TASK TO COMPLETE » Only the lines from the line holding "Draw the outline of every instance of the plume" through the final line of the entries below are to be returned, exactly as they stand.

[Collection entries]
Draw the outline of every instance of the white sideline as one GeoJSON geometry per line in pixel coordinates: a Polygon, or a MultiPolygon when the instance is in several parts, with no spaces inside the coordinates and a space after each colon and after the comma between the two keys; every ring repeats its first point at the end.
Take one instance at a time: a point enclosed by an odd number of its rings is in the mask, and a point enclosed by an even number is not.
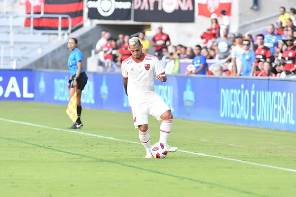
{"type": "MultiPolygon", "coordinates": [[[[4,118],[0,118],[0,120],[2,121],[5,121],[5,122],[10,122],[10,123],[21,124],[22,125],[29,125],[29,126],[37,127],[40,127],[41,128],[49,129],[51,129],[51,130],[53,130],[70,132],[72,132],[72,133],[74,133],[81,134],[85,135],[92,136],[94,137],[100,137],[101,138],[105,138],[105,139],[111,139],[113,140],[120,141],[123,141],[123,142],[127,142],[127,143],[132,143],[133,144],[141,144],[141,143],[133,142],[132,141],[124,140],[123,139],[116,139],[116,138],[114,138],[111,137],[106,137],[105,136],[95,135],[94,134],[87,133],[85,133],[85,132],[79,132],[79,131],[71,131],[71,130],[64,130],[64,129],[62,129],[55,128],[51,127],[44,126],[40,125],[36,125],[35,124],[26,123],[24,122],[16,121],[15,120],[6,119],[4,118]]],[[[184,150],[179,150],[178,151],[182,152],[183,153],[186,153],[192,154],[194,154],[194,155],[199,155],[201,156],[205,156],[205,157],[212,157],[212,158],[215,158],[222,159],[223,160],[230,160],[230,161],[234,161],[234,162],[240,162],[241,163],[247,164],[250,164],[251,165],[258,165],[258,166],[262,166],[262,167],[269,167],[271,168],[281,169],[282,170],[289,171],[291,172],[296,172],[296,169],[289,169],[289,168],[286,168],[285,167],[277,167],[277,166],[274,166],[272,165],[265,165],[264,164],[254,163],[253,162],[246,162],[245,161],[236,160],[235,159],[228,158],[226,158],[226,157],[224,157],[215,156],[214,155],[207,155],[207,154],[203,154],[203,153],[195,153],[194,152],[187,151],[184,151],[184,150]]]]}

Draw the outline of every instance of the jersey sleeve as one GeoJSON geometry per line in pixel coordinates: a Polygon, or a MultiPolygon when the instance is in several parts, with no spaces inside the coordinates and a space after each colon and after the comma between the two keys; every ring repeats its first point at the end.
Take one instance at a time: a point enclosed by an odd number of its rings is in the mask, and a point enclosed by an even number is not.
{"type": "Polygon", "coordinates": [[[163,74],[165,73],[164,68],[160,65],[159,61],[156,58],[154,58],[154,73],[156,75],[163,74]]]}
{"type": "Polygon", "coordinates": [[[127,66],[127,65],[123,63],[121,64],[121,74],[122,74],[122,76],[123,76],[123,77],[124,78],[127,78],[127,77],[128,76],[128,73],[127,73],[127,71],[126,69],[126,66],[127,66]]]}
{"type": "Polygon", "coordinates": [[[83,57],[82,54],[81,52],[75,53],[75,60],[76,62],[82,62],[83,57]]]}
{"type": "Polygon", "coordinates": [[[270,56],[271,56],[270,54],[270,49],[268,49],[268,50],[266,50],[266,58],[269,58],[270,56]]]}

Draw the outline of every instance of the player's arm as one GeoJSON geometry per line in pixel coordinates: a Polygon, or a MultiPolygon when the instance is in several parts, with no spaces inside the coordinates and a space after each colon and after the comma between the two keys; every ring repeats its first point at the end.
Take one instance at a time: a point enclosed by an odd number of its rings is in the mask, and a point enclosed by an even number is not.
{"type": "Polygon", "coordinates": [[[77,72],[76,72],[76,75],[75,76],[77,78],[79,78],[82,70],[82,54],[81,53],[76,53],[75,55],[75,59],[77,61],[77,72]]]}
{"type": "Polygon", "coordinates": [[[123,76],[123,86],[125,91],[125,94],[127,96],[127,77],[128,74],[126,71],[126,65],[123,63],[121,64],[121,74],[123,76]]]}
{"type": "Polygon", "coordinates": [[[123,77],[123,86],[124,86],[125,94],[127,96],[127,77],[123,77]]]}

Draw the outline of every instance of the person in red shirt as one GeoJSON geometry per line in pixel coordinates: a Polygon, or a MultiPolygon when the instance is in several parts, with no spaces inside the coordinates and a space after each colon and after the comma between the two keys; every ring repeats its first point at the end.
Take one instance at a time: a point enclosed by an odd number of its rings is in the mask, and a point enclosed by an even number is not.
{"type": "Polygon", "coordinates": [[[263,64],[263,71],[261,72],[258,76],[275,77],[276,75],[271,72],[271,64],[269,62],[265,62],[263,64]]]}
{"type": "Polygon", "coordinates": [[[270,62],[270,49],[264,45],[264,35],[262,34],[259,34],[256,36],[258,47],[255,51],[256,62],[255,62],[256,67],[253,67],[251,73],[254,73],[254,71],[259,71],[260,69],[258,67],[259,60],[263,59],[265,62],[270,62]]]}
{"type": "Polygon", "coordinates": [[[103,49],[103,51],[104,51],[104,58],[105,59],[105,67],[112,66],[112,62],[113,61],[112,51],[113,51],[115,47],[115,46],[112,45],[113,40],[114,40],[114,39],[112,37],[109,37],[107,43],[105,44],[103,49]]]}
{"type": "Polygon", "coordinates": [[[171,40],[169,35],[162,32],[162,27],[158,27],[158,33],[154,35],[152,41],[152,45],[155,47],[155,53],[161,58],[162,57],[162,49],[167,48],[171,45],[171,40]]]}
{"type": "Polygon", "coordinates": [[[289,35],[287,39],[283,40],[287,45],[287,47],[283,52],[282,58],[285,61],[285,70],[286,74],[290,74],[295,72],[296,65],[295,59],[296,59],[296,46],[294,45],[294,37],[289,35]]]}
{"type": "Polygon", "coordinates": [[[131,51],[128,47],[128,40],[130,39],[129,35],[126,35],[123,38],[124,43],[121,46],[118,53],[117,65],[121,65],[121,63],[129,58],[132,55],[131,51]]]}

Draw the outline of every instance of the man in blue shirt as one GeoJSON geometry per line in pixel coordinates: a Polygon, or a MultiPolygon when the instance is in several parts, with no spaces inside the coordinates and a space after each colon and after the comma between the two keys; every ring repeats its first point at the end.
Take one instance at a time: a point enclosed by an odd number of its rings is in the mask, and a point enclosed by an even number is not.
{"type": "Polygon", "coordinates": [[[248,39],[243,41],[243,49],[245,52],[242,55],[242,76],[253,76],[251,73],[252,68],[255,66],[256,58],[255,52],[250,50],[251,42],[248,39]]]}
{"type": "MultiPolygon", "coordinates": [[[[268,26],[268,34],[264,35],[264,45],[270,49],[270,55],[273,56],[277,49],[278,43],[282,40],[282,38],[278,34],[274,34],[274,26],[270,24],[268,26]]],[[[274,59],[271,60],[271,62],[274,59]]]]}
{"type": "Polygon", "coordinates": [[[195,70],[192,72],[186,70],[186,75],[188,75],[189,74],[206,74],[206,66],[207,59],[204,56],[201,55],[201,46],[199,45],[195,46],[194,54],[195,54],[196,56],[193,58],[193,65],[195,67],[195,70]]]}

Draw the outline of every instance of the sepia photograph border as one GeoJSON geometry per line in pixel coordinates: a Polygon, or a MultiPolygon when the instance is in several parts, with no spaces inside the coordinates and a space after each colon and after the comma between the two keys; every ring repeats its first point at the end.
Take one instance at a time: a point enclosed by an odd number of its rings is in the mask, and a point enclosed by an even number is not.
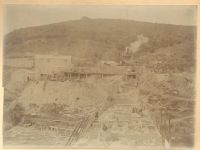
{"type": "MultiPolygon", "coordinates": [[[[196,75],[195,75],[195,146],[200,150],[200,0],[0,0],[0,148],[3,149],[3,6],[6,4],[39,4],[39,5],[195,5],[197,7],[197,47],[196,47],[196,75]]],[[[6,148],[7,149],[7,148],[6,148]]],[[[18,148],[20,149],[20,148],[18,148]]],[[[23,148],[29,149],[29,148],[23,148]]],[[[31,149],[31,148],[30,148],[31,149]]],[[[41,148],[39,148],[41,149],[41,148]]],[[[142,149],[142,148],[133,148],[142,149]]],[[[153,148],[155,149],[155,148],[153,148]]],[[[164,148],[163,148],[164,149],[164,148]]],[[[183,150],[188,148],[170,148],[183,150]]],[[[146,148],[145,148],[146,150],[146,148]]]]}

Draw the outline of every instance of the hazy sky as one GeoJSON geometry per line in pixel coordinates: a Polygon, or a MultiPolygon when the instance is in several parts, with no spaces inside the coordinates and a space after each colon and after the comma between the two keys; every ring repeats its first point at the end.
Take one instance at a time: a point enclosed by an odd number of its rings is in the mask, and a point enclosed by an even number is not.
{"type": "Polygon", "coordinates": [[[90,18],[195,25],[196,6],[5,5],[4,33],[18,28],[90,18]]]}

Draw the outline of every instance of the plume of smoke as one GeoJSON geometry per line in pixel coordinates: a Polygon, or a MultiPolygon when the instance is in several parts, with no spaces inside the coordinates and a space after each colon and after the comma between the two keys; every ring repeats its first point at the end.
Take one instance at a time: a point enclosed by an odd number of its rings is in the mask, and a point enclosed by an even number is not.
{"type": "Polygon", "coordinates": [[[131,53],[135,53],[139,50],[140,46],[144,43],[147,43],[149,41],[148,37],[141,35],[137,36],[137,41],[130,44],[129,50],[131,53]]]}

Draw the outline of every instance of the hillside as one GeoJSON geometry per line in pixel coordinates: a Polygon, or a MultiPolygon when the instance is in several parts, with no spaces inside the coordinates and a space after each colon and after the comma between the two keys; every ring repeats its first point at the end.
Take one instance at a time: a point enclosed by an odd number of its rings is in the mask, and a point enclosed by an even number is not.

THE RESPONSE »
Draw the outline of every instance of the plume of smoke as one GeoJSON geometry per line in pixel coordinates: a Polygon, or a MultiPolygon when the instance is in several parts, with no spaces inside the coordinates and a space after each colon and after the comma between the two keys; every ring repeats its first point at the end.
Take one instance at a time: a point enclosed by an odd number of its rings is in the mask, and a point enclosed by an even number is not.
{"type": "Polygon", "coordinates": [[[131,53],[135,53],[139,50],[140,46],[144,43],[147,43],[149,41],[148,37],[141,35],[137,36],[137,41],[130,44],[129,50],[131,53]]]}

Draw the outline of every instance of the hillside as one GeoJSON geometry per line in pixel coordinates: a Polygon, or a MultiPolygon when the instance is in several parts, with no spaces inside the coordinates and a space after each colon and after the comma between the two keys; every ring repeats its first point at the end.
Take one instance at a time: a point enclosed by an odd number of its rings is in the mask, and a point enclosed by an even number is not.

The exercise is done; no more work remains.